- **EXTRACT PROVIDED**
════════════════
World of Warships takes the same system in World of Tanks and World of Warplanes and throws you in the middle of the ocean with big guns and even bigger ships. Wargaming showed off the MMO at E3 and played through one sea battle.

Ships, arenas, and the warfare are loosely based on naval history of the early 20th century, including light and heavy cruisers, battleships, aircraft carriers, destroyers, and battle cruisers. Each has advantages and disadvantages in firepower, speed, armor, and endurance approximately accurate to historical ships. The Wargaming team uses history as a starting point for inspiration and tweaks historical accuracy for better gameplay. The player controls a fleet of ships, as well as aircraft carriers to attack another player’s ships and defend themselves in a capture-the-flag style mode.

Whether you’re a micromanager or a macromanager, ships are at your disposal. Macromanaging is done through a top-down tactical view where you can instruct ships to move to certain locations, but using this mode makes you vulnerable to attacks as time never pauses. If you want to instead assume control of a single ship, you can easily bounce back and forth between them. A balance between the two managing styles is key. In a hands-on demo, direct control brought a greater sense of action and drama as a Wargaming employee tried to show off how destructive torpedoes were… just to have the enemy narrowly rotate and evade the shot just in time.

We could have damaged that particular ship earlier, limiting its maneuverability and turning radius. Ships are neither as nimble nor as fast as planes, so any loss of starting maneuverability could lead to that ship’s downfall. In addition to a health bar is a buoyancy bar. A sunken ship won’t do you much good. However, I could not tell whether a decreasing buoyancy bar affected leveling of ships on the water.

Even though the ships are huge and a little slower, the action still broke out within a minute, and from then on it was a steady switch between controlling individual ships and using tactical mode for the duration of 15 minutes.

The demo battle I saw took place in the arctic on a map called the Islands of Ice. Inclement weather affected visibility, but it did not appear to affect ships themselves. Additionally, while submarines were important in the first half of the 1900s, Wargaming is limiting the game to ships above the water’s surface.

World of Warships is currently in closed alpha testing. The game goes live later this year on PC.
════════════════
- **STATED EXERCISE A**
In the listing, arrange the lines from the one holding "Tag fishing line." through the last line, inclusive, as a numbered list, leaving out any blank lines.
The World of Warships preview and the listing that comes next are separate material.
════════════════
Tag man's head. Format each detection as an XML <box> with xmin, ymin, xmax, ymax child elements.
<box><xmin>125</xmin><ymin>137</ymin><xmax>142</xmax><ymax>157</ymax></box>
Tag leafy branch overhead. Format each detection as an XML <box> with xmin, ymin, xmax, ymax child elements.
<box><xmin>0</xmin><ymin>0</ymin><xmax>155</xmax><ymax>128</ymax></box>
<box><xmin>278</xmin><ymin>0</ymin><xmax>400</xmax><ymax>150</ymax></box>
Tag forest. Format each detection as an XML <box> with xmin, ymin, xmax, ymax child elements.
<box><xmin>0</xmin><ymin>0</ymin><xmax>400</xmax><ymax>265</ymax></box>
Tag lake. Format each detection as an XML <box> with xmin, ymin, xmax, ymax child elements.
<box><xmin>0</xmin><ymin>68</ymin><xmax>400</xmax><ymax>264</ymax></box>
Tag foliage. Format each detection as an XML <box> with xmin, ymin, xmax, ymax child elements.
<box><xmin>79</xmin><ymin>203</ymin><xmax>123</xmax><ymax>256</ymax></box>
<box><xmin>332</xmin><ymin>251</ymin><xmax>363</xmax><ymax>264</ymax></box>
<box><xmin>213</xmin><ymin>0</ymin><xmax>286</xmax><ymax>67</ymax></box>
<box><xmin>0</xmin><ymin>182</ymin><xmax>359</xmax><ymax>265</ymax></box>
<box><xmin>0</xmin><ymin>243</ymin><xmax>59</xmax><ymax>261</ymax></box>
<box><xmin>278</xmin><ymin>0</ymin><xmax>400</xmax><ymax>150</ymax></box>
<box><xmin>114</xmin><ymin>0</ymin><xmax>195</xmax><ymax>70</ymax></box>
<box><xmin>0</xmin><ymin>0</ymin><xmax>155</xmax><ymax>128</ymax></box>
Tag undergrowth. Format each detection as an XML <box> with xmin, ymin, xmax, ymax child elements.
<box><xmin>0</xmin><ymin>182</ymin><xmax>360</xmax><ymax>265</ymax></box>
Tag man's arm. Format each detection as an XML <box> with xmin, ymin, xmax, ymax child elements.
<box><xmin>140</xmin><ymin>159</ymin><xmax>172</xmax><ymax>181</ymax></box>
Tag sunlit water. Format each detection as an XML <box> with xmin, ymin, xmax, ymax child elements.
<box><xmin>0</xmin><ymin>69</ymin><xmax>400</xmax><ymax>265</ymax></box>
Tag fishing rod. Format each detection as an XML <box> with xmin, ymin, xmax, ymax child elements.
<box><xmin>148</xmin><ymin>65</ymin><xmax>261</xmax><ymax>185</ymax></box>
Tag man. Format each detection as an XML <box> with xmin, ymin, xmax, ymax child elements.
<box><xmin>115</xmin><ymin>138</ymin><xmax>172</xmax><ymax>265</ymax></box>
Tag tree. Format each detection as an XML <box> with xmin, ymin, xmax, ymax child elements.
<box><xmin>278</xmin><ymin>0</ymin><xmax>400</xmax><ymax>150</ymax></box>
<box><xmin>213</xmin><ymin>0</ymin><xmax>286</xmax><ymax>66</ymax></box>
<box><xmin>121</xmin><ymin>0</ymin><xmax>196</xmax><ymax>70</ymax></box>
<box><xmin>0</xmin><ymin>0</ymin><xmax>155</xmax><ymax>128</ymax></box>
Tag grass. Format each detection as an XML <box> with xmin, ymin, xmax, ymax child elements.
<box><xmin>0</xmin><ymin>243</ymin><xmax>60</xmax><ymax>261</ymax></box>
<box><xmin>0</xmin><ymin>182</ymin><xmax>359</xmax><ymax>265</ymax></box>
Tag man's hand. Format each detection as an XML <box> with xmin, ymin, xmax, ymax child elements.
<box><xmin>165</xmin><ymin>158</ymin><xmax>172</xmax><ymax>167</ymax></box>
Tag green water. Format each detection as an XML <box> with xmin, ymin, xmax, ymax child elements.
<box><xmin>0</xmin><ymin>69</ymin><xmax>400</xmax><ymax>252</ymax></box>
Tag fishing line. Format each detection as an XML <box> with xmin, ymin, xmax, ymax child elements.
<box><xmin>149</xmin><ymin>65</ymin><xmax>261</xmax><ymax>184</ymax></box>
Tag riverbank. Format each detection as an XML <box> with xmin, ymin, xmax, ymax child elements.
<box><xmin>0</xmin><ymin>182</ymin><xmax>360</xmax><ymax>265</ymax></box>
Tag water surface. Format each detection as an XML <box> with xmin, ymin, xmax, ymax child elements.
════════════════
- **STATED EXERCISE B**
Reproduce the World of Warships preview word for word.

- **CORRECT OUTPUT A**
1. Tag fishing line. Format each detection as an XML <box> with xmin, ymin, xmax, ymax child elements.
2. <box><xmin>149</xmin><ymin>65</ymin><xmax>261</xmax><ymax>184</ymax></box>
3. Tag riverbank. Format each detection as an XML <box> with xmin, ymin, xmax, ymax child elements.
4. <box><xmin>0</xmin><ymin>182</ymin><xmax>360</xmax><ymax>265</ymax></box>
5. Tag water surface. Format each detection as an XML <box> with xmin, ymin, xmax, ymax child elements.

- **CORRECT OUTPUT B**
World of Warships takes the same system in World of Tanks and World of Warplanes and throws you in the middle of the ocean with big guns and even bigger ships. Wargaming showed off the MMO at E3 and played through one sea battle.

Ships, arenas, and the warfare are loosely based on naval history of the early 20th century, including light and heavy cruisers, battleships, aircraft carriers, destroyers, and battle cruisers. Each has advantages and disadvantages in firepower, speed, armor, and endurance approximately accurate to historical ships. The Wargaming team uses history as a starting point for inspiration and tweaks historical accuracy for better gameplay. The player controls a fleet of ships, as well as aircraft carriers to attack another player’s ships and defend themselves in a capture-the-flag style mode.

Whether you’re a micromanager or a macromanager, ships are at your disposal. Macromanaging is done through a top-down tactical view where you can instruct ships to move to certain locations, but using this mode makes you vulnerable to attacks as time never pauses. If you want to instead assume control of a single ship, you can easily bounce back and forth between them. A balance between the two managing styles is key. In a hands-on demo, direct control brought a greater sense of action and drama as a Wargaming employee tried to show off how destructive torpedoes were… just to have the enemy narrowly rotate and evade the shot just in time.

We could have damaged that particular ship earlier, limiting its maneuverability and turning radius. Ships are neither as nimble nor as fast as planes, so any loss of starting maneuverability could lead to that ship’s downfall. In addition to a health bar is a buoyancy bar. A sunken ship won’t do you much good. However, I could not tell whether a decreasing buoyancy bar affected leveling of ships on the water.

Even though the ships are huge and a little slower, the action still broke out within a minute, and from then on it was a steady switch between controlling individual ships and using tactical mode for the duration of 15 minutes.

The demo battle I saw took place in the arctic on a map called the Islands of Ice. Inclement weather affected visibility, but it did not appear to affect ships themselves. Additionally, while submarines were important in the first half of the 1900s, Wargaming is limiting the game to ships above the water’s surface.

World of Warships is currently in closed alpha testing. The game goes live later this year on PC.